**Set problem:** Find every line in the data below that contains the word "green", and copy each of those lines in full.

(begin)

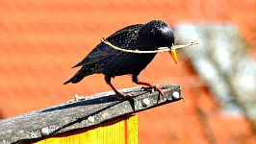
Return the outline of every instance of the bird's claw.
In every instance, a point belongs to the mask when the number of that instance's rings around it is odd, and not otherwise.
[[[112,95],[111,98],[117,99],[117,100],[124,100],[131,98],[131,94],[121,94],[121,93],[115,93],[115,95]]]
[[[141,90],[142,91],[150,91],[150,92],[154,92],[154,90],[157,90],[162,96],[164,96],[164,92],[161,89],[166,89],[166,87],[165,86],[157,87],[156,85],[149,85],[148,87],[142,86],[141,88]]]

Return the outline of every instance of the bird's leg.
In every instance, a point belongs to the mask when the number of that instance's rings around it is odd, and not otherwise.
[[[131,97],[131,95],[123,95],[123,94],[121,94],[120,92],[118,92],[118,91],[114,87],[114,85],[111,84],[111,77],[109,77],[109,76],[105,76],[105,81],[106,81],[106,83],[111,86],[111,88],[115,91],[115,96],[116,96],[117,98],[119,98],[119,97]]]
[[[159,91],[159,93],[161,95],[164,95],[164,92],[161,89],[166,88],[165,86],[161,86],[161,87],[157,87],[154,84],[151,84],[149,83],[144,83],[144,82],[139,82],[138,76],[133,76],[133,82],[136,83],[137,84],[141,84],[141,85],[147,85],[148,87],[142,87],[144,90],[147,89],[156,89],[157,91]]]

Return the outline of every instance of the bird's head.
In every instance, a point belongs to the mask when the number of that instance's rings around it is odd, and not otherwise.
[[[153,45],[155,48],[168,47],[171,49],[174,45],[175,37],[172,29],[163,20],[152,20],[145,23],[141,34],[146,37],[147,41],[150,41],[150,45]],[[175,63],[177,63],[175,50],[173,49],[170,54]]]

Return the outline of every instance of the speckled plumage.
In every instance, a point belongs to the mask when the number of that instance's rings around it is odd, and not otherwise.
[[[146,51],[157,50],[158,47],[164,46],[170,47],[174,43],[174,36],[166,22],[153,20],[145,24],[125,27],[107,37],[107,40],[120,48]],[[108,84],[112,77],[132,74],[136,83],[138,75],[155,55],[126,53],[101,42],[74,66],[82,68],[64,84],[78,83],[84,77],[94,73],[104,74]]]

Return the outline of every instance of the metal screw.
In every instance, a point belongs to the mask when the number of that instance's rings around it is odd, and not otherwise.
[[[178,92],[178,91],[174,91],[174,92],[172,93],[172,98],[173,98],[173,99],[179,99],[179,98],[180,98],[180,94],[179,94],[179,92]]]
[[[95,119],[94,119],[94,116],[89,116],[88,120],[89,120],[90,123],[94,123]]]
[[[42,128],[41,130],[40,130],[40,133],[42,134],[42,135],[49,135],[50,134],[50,132],[49,132],[49,128],[48,127],[45,127],[45,128]]]
[[[149,99],[145,98],[145,99],[142,100],[142,106],[143,107],[147,107],[147,106],[149,106],[149,104],[150,104]]]

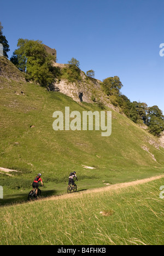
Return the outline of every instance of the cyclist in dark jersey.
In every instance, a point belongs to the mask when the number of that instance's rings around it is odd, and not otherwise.
[[[36,189],[36,196],[37,196],[38,188],[39,188],[39,182],[41,182],[42,187],[43,185],[42,179],[40,178],[41,176],[42,176],[41,173],[39,173],[32,183],[33,191],[34,191],[34,189]]]
[[[68,182],[68,185],[70,186],[70,185],[72,184],[73,185],[73,187],[74,187],[74,177],[75,177],[77,181],[78,181],[78,178],[76,175],[76,172],[71,172],[69,177],[69,182]]]

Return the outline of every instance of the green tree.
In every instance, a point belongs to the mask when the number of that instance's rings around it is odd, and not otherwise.
[[[5,37],[3,34],[3,27],[2,26],[1,22],[0,22],[0,44],[3,45],[3,55],[8,58],[8,55],[7,55],[7,53],[10,51],[9,45]]]
[[[79,61],[75,58],[72,58],[70,61],[68,61],[68,63],[71,65],[76,66],[78,68],[80,67]]]
[[[119,95],[122,86],[120,78],[117,76],[108,77],[103,80],[103,90],[108,96]]]
[[[164,115],[157,106],[148,108],[147,125],[149,132],[153,135],[159,137],[161,132],[164,131]]]
[[[86,74],[87,77],[92,77],[93,78],[95,78],[95,71],[92,69],[89,70],[86,72]]]
[[[20,39],[11,61],[20,70],[26,72],[26,78],[49,88],[55,80],[51,61],[41,41]]]

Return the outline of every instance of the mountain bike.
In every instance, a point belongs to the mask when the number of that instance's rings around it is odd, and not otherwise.
[[[36,188],[34,191],[31,190],[30,193],[28,194],[28,201],[31,201],[34,199],[39,199],[41,195],[41,190],[39,188],[38,188],[38,193],[37,193],[37,196],[36,196],[36,191],[37,189]]]
[[[69,185],[67,188],[67,193],[68,194],[71,193],[72,192],[76,192],[77,191],[77,185],[74,183],[74,187],[73,187],[72,184]]]

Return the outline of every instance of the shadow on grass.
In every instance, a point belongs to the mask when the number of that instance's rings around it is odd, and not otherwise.
[[[80,190],[78,190],[76,193],[77,193],[78,192],[81,192],[81,191],[85,191],[85,190],[87,190],[87,189],[80,189]]]
[[[30,190],[29,190],[29,192],[27,192],[27,193],[17,193],[8,195],[5,196],[4,196],[3,199],[0,199],[0,207],[27,202],[27,197],[30,191]],[[44,189],[41,190],[41,197],[43,198],[56,195],[58,191],[55,190],[46,190]]]

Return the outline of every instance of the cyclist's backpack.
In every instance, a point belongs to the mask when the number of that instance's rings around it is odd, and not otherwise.
[[[34,181],[37,181],[37,182],[38,182],[38,180],[39,180],[39,177],[37,176],[37,177],[36,177],[36,178],[35,178]]]

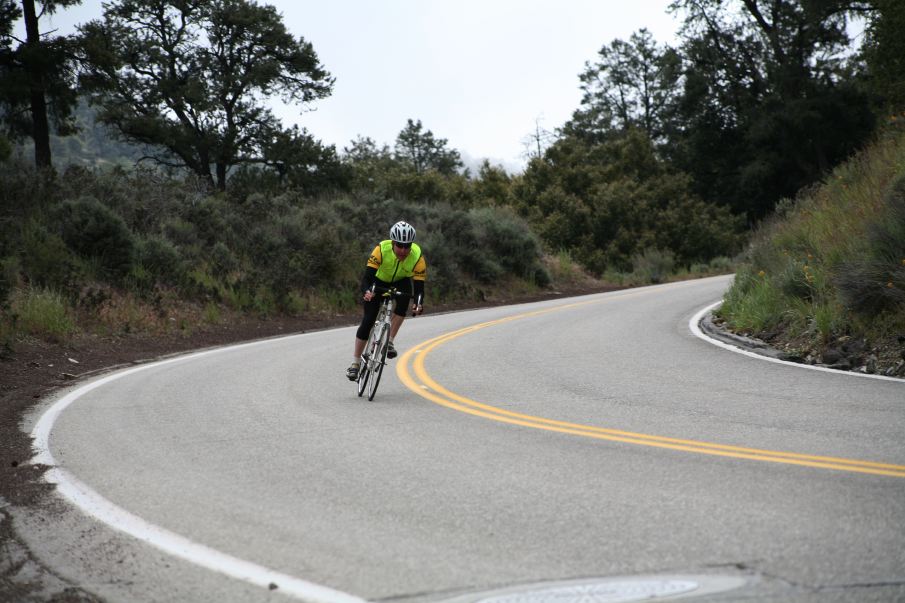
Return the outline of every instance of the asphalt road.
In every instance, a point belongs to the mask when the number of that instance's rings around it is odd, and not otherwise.
[[[905,383],[696,337],[728,283],[409,319],[373,402],[349,328],[108,376],[33,418],[66,498],[17,527],[110,601],[905,600]]]

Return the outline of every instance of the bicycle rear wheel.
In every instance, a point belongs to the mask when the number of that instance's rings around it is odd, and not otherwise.
[[[368,400],[374,399],[377,393],[377,386],[380,385],[380,376],[383,375],[383,367],[387,363],[387,348],[390,341],[390,325],[383,324],[380,328],[380,335],[377,339],[377,347],[374,355],[374,365],[371,377],[368,379]]]

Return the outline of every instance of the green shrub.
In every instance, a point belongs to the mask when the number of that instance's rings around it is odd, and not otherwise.
[[[61,290],[75,289],[80,272],[77,258],[56,233],[29,220],[21,232],[22,272],[29,283]]]
[[[905,309],[905,175],[884,205],[867,229],[864,256],[843,262],[834,279],[843,303],[863,316]]]
[[[152,236],[139,240],[138,264],[156,281],[170,285],[182,282],[184,269],[179,249],[163,237]]]
[[[675,256],[668,250],[645,249],[632,257],[632,274],[642,283],[665,282],[675,267]]]
[[[26,335],[61,341],[76,330],[65,299],[49,289],[17,290],[10,310],[18,330]]]
[[[66,245],[84,258],[98,260],[103,276],[119,279],[129,272],[135,238],[121,217],[93,197],[66,201],[57,215]]]

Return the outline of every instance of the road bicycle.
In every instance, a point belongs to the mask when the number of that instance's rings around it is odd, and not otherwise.
[[[374,399],[377,386],[380,385],[380,376],[383,375],[383,367],[386,366],[387,349],[390,343],[390,325],[393,320],[393,310],[396,309],[396,301],[401,297],[411,297],[411,293],[400,291],[396,287],[384,288],[371,286],[372,292],[379,292],[383,300],[380,302],[380,310],[377,311],[377,320],[371,328],[368,343],[361,354],[361,364],[358,369],[358,397],[368,392],[368,400]],[[419,296],[415,303],[421,305]],[[414,315],[414,313],[413,313]]]

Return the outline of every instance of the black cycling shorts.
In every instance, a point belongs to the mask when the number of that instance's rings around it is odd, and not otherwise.
[[[379,278],[374,279],[374,282],[378,287],[389,288],[390,283],[385,283]],[[405,278],[401,281],[396,281],[393,283],[400,291],[405,291],[414,295],[415,293],[415,285],[412,283],[411,278]],[[409,301],[411,297],[397,297],[396,298],[396,308],[393,310],[393,314],[396,316],[405,316],[406,312],[408,312]],[[380,293],[376,293],[374,298],[369,302],[364,302],[364,316],[361,319],[361,324],[358,325],[358,331],[355,333],[355,336],[359,339],[367,339],[368,335],[371,334],[371,327],[374,326],[374,322],[377,320],[377,313],[380,311],[380,302],[383,301],[383,298],[380,296]]]

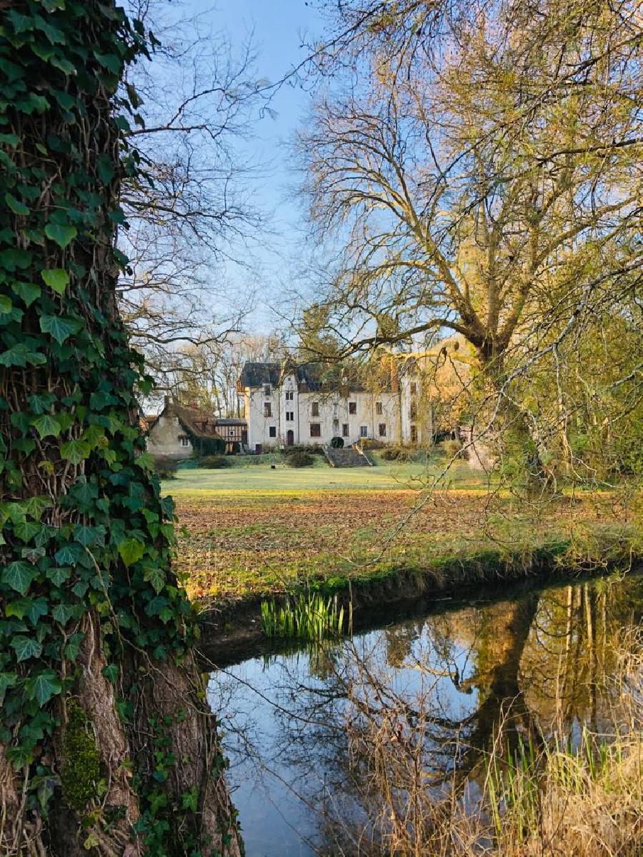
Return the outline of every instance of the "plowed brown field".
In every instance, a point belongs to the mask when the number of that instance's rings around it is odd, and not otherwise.
[[[227,600],[556,539],[585,550],[599,535],[621,532],[631,511],[611,494],[527,506],[462,490],[182,494],[178,566],[192,598]]]

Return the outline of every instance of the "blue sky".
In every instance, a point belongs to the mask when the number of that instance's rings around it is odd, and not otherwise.
[[[207,20],[217,29],[225,30],[234,47],[252,33],[256,50],[255,75],[270,82],[282,79],[306,56],[303,38],[319,37],[322,21],[313,3],[304,0],[219,0],[213,7],[207,0],[187,0],[187,12],[207,12]],[[287,144],[306,116],[310,96],[300,86],[285,84],[274,93],[271,104],[276,112],[258,118],[253,139],[242,146],[250,162],[258,165],[252,179],[257,205],[267,216],[270,233],[264,236],[264,247],[253,251],[261,297],[250,320],[257,332],[274,323],[269,305],[278,297],[284,279],[287,279],[290,261],[300,255],[303,211],[292,198],[297,177],[290,167]],[[231,291],[247,273],[230,268],[227,279]]]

(end)

**Exercise result:**
Return the outline of every instance of the green tree.
Return the outline of every instance of the green shrub.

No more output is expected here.